## SOURCE DOCUMENT
Background Fire and blast loading have become major concerns since the Piper Alpha disaster in 1988. For the safety design of the offshore structures, one of the major considerations is the robustness of the structures against fire and explosion. Structural performance under fire and blast loading is a complex topic and extensive research is needed. The offshore structures need to have the capability to prevent the progressive collapse of the structures when some key structural members, such as columns are destroyed due to fire or destroyed in an explosion. The dramatic collapse of the twin towers at the World Trade Centre in September 2001 is an enduring image of progressive collapse. Progressive collapse of a structure is defined as the disproportionate failure of a large section of the structure following damage to a relatively small area. The collapse of a structure in service is likely to be accompanied by heavy loss of life.
The main aim of this 3-year PhD project is to comprehensively investigate the mechanisms of progressive collapse of the typical offshore steel-framed structures under accidental fire and explosion conditions. Proposed work are to: (1) examine analytically the performance of a series of typical steel-framed offshore structures subjected to the damages resulted from the fire and explosion; (2) identify the mechanisms (tying action, bridging, slab membrane) by which different structural components in the damaged frame can prevent collapse; (3) determine the nature and magnitude of the loads redistributed across a range of damaged multi-storey steel-framed structures and understand how the interaction of different structural members leads to generation of stresses across the whole complex structure; (4) assess the validity and weakness of current international design guidelines for offshore structures; (5) propose the design recommendations to enhance the structural integrity and robustness of steel-framed offshore structures against fire and explosion.
About Industrial Sponsor
The Lloyd’s Register Foundation funds the advancement of engineer-related education and research and supports work that enhances safety of life at sea, on land and in the air, because life matters. Lloyd’s Register Foundation is partly funded by the profits of their trading arm Lloyd’s Register Group Limited, a global engineering, technical and business services organisation.

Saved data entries
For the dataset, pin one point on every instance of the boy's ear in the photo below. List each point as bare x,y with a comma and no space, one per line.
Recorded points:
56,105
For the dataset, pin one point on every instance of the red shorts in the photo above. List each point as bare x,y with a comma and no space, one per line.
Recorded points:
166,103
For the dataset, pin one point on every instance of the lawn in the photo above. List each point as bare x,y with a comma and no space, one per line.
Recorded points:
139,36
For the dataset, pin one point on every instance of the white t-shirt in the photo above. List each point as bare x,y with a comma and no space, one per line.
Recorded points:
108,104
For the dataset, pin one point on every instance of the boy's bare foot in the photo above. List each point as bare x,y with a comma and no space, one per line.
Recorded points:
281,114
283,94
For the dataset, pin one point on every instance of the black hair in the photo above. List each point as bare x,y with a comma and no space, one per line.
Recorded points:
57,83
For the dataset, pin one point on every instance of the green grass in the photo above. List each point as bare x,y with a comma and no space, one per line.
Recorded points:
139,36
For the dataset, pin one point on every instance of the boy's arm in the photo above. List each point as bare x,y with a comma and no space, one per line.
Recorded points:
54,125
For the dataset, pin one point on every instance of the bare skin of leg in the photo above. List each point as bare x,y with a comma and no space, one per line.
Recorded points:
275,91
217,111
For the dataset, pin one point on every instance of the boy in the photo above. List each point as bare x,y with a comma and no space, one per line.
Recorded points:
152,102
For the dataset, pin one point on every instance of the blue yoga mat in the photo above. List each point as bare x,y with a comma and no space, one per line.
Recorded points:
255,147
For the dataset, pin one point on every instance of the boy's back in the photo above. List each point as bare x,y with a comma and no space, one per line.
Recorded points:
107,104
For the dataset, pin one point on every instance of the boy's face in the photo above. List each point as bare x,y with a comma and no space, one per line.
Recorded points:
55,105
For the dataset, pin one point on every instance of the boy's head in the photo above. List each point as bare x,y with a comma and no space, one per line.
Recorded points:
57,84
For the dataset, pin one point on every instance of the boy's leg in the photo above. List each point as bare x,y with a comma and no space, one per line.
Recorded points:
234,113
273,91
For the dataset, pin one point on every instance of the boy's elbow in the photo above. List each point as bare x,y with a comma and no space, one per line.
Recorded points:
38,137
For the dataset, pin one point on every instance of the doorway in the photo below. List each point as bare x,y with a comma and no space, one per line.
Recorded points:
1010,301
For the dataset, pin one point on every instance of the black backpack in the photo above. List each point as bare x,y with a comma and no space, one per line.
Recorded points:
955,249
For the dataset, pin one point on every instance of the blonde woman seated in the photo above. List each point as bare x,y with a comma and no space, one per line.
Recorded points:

## EXERCISE DESCRIPTION
Rewrite the passage of the project description starting with "About Industrial Sponsor" and going on through "business services organisation.", substituting "commercial arm" for "trading arm".

## TASK ANSWER
About Industrial Sponsor
The Lloyd’s Register Foundation funds the advancement of engineer-related education and research and supports work that enhances safety of life at sea, on land and in the air, because life matters. Lloyd’s Register Foundation is partly funded by the profits of their commercial arm Lloyd’s Register Group Limited, a global engineering, technical and business services organisation.